» TASK
Reproduce the line that holds "Place a point on every instance of the fern frond" together with all the lines after it up to the end of the entries.

» DATA IN THIS EXERCISE
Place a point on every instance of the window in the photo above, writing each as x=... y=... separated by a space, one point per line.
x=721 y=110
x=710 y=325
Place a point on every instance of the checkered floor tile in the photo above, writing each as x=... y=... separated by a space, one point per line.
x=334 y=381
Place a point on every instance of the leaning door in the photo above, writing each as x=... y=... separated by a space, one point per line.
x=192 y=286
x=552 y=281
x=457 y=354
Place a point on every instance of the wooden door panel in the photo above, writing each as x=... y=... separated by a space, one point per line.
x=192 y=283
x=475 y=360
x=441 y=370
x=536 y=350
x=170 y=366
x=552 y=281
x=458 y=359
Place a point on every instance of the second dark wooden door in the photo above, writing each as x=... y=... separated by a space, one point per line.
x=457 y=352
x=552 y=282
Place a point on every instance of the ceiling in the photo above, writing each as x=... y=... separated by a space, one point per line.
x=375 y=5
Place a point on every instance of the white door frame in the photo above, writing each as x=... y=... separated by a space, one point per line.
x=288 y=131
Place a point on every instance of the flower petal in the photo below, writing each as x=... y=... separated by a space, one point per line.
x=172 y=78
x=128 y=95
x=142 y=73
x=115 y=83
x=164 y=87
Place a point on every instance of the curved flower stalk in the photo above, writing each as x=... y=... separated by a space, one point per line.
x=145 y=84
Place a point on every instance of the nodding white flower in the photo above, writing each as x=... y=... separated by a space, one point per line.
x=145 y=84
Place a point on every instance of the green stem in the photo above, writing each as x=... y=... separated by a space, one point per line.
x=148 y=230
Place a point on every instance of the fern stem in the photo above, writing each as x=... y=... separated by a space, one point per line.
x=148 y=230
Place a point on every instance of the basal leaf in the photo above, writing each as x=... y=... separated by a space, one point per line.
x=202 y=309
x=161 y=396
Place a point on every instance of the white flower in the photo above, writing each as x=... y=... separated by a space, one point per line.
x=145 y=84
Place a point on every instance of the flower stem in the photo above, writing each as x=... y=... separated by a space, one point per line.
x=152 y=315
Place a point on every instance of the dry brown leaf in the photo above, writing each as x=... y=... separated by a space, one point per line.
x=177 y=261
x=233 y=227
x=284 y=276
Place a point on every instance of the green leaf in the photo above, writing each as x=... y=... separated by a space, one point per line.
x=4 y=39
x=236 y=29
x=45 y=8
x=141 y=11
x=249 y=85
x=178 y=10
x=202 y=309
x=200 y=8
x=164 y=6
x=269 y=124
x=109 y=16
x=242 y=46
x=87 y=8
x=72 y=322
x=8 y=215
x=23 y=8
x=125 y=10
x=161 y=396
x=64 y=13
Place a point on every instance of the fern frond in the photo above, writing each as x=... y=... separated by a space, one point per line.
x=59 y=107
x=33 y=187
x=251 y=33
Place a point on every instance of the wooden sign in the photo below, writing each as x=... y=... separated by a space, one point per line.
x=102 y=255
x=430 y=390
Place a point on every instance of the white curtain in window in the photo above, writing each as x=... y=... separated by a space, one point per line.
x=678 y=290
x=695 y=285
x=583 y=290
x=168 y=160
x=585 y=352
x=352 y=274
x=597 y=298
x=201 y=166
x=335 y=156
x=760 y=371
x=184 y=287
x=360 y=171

» WRITTEN RESPONSE
Place a point on every instance of the fern frond in the photo above, writing each as x=... y=... separated by a space, one point per line.
x=59 y=107
x=33 y=187
x=251 y=33
Place a point on every instance of the wooden sign in the photo below, writing each as x=... y=... separated by a space, one point per line.
x=102 y=255
x=430 y=390
Place a point on every instance of the white curtain in window in the photo above, writing each as x=... y=... separated by a space, one point per line.
x=678 y=290
x=695 y=285
x=583 y=290
x=168 y=160
x=585 y=352
x=352 y=274
x=597 y=298
x=201 y=166
x=335 y=156
x=760 y=371
x=184 y=287
x=360 y=171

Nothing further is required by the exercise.